● WORK TO COMPLETE:
Copy out again, unchanged, the line that contains "on the smiling" and every line after it down to the last line of the data.
[DATA RECORDS Boundary: Start]
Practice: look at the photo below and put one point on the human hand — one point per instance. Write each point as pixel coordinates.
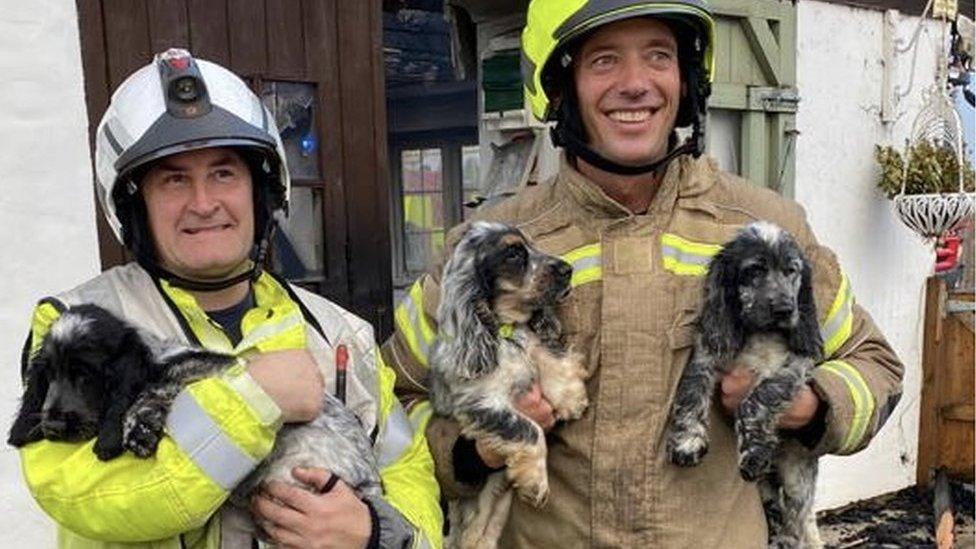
(294, 517)
(293, 380)
(534, 405)
(737, 383)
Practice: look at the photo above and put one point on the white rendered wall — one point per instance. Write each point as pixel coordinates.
(47, 212)
(839, 73)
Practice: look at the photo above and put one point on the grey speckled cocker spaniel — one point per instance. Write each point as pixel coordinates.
(759, 314)
(97, 376)
(497, 335)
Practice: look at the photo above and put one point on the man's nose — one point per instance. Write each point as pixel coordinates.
(202, 200)
(633, 78)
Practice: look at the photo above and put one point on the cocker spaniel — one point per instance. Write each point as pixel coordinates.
(97, 376)
(497, 335)
(759, 314)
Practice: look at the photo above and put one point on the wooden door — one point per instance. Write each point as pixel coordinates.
(325, 51)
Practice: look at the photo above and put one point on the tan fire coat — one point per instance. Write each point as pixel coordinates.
(636, 292)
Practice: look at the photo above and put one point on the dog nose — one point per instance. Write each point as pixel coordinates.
(783, 309)
(564, 270)
(54, 427)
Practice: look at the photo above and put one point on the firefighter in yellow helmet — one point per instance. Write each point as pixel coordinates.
(192, 178)
(639, 211)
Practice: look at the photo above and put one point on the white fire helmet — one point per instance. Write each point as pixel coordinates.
(176, 104)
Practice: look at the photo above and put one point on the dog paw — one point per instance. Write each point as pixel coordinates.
(534, 493)
(107, 449)
(142, 431)
(687, 450)
(754, 462)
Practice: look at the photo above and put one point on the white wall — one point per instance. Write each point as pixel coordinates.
(839, 73)
(47, 224)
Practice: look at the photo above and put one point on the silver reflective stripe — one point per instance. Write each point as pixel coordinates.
(397, 435)
(205, 443)
(414, 315)
(684, 257)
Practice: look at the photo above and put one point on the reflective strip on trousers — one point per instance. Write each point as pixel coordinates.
(395, 437)
(587, 263)
(205, 443)
(863, 402)
(839, 323)
(411, 321)
(684, 257)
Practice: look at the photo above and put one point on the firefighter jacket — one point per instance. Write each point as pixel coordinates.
(636, 292)
(220, 428)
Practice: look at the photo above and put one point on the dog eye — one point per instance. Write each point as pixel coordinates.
(515, 254)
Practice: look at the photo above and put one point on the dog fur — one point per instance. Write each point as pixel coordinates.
(96, 375)
(759, 314)
(496, 281)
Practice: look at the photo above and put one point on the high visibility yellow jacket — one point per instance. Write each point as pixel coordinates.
(637, 283)
(219, 428)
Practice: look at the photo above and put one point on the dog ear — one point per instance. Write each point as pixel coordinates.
(467, 329)
(720, 328)
(806, 340)
(27, 425)
(124, 376)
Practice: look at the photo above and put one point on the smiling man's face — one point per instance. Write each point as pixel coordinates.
(201, 212)
(628, 84)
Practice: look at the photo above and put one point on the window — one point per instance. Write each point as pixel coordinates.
(423, 207)
(298, 250)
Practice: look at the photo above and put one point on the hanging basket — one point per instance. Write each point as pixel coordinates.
(930, 215)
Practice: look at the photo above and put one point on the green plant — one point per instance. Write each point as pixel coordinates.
[DATA RECORDS Boundary: End]
● RESPONSE FOR THIS EXERCISE:
Practice: look at the photo above and put one point on the smiling man's face — one point per instance. Write each point as pixel coordinates.
(201, 212)
(628, 84)
Practice: look at the photo above and put one point on the window — one point per instance. Write each point as pixel coordinates.
(423, 207)
(298, 250)
Practice: look at the photo above and put one point on the hanging basket — one point per instance. Write each point as pixel coordinates.
(930, 215)
Practice: look at the photo above and put one point on the green plant — one point per instance. Write each point as pixel coordinates.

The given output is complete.